• **Given exercise**
Below are some records; retype all of them exactly.
--- START Records for this exercise ---
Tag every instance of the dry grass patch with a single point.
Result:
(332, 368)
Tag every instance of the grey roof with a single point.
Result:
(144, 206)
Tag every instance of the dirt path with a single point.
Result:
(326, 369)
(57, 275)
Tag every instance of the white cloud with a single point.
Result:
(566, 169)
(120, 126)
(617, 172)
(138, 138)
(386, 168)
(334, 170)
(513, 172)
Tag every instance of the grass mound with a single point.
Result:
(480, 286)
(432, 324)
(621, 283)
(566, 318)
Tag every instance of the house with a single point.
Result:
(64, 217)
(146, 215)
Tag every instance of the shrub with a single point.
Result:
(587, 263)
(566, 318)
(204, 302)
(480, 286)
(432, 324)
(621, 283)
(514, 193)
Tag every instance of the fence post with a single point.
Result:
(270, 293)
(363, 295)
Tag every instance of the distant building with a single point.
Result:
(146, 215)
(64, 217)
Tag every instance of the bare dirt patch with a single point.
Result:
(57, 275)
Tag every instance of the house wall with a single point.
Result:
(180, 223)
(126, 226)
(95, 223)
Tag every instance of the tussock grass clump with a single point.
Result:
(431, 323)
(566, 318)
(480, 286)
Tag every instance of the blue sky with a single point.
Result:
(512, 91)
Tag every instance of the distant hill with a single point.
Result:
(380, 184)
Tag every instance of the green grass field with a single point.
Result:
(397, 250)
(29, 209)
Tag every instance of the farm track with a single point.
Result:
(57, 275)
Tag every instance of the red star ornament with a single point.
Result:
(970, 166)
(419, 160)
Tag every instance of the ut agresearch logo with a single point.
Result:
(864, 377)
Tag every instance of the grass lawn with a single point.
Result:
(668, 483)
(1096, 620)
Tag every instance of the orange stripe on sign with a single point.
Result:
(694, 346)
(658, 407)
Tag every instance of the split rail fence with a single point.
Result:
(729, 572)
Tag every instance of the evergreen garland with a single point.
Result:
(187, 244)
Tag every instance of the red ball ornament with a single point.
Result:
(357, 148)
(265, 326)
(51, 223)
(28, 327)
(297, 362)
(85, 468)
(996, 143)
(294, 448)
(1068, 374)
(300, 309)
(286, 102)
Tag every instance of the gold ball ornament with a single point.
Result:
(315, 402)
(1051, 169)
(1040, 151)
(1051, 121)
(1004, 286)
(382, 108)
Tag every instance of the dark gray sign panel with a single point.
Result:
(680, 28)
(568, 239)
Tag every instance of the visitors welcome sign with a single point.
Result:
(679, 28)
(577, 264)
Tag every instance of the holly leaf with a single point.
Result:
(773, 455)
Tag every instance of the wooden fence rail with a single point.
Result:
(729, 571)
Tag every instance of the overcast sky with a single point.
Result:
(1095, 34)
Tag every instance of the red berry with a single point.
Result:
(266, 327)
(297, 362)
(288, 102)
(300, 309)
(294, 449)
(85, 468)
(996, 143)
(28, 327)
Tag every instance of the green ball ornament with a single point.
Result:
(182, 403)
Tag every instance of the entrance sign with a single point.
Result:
--- END Records for this exercise ---
• **Response to the exercise**
Tag every instance of the dry grass patch with a single point.
Result:
(332, 368)
Tag every instance of the grey roof with a single point.
Result:
(144, 206)
Tag every instance of the dirt path with a single point.
Result:
(326, 369)
(57, 275)
Tag every instance of the white cloud with a single point.
Result:
(566, 169)
(120, 126)
(617, 172)
(138, 138)
(386, 168)
(334, 170)
(513, 172)
Tag every instance of the grass mound with a single point.
Result:
(480, 286)
(432, 324)
(621, 283)
(566, 318)
Tag every instance of the house with a single point.
Result:
(64, 217)
(146, 215)
Tag every instance of the shrub with a single point.
Result:
(587, 263)
(566, 318)
(204, 302)
(480, 286)
(432, 324)
(621, 283)
(514, 193)
Tag every instance of the fence post with a single point.
Result:
(270, 293)
(363, 295)
Tag every instance of the distant building with a single point.
Result:
(146, 215)
(64, 217)
Tag every instance of the bare dirt patch with a single point.
Result:
(57, 275)
Tag every instance of the house wall with a single point.
Result:
(180, 223)
(126, 226)
(95, 223)
Tag every instance of the tussock grass clump with a single point.
Result:
(431, 323)
(566, 318)
(480, 286)
Tag every instance of the blue sky with a single point.
Result:
(512, 91)
Tag every instance of the distant hill with a single point.
Result:
(380, 184)
Tag every instance of the green grass field with a single point.
Result:
(397, 250)
(29, 209)
Tag every instance of the farm track with a single point.
Result:
(57, 275)
Tag every instance of the red star ornament with a single point.
Result:
(970, 166)
(419, 160)
Tag every instance of the ut agresearch logo with a single point.
Result:
(864, 377)
Tag every instance of the grass lawn with a single point.
Result:
(668, 483)
(1096, 620)
Tag every instance of the orange stripe on sign with a single point.
Result:
(694, 346)
(658, 407)
Tag every instance of the split rail fence with a single point.
Result:
(729, 572)
Tag every instance of the evergreen garland with a single point.
Result:
(187, 244)
Tag every instance of the red ball ornament with a single point.
Result:
(357, 148)
(265, 326)
(51, 223)
(28, 327)
(297, 362)
(85, 468)
(996, 143)
(294, 448)
(1068, 374)
(300, 309)
(286, 102)
Tag every instance of the gold ball ornament with a single point.
Result:
(315, 402)
(1051, 169)
(1040, 151)
(1051, 121)
(1004, 286)
(382, 108)
Tag every instance of the dark gray sign panel with a single point.
Result:
(680, 28)
(568, 239)
Tag every instance of the visitors welcome sign with a single point.
Result:
(679, 28)
(577, 264)
Tag every instance of the holly leaf with a single point.
Result:
(773, 455)
Tag every instance of the wooden fence rail with a single point.
Result:
(729, 571)
Tag every instance of the overcast sky with a single point.
Result:
(1095, 34)
Tag every instance of the red berry with a single point.
Result:
(266, 327)
(297, 362)
(288, 102)
(300, 309)
(294, 449)
(85, 468)
(996, 143)
(28, 327)
Tag every instance of the green ball ornament with a single point.
Result:
(182, 403)
Tag every instance of the entrance sign with a single point.
Result:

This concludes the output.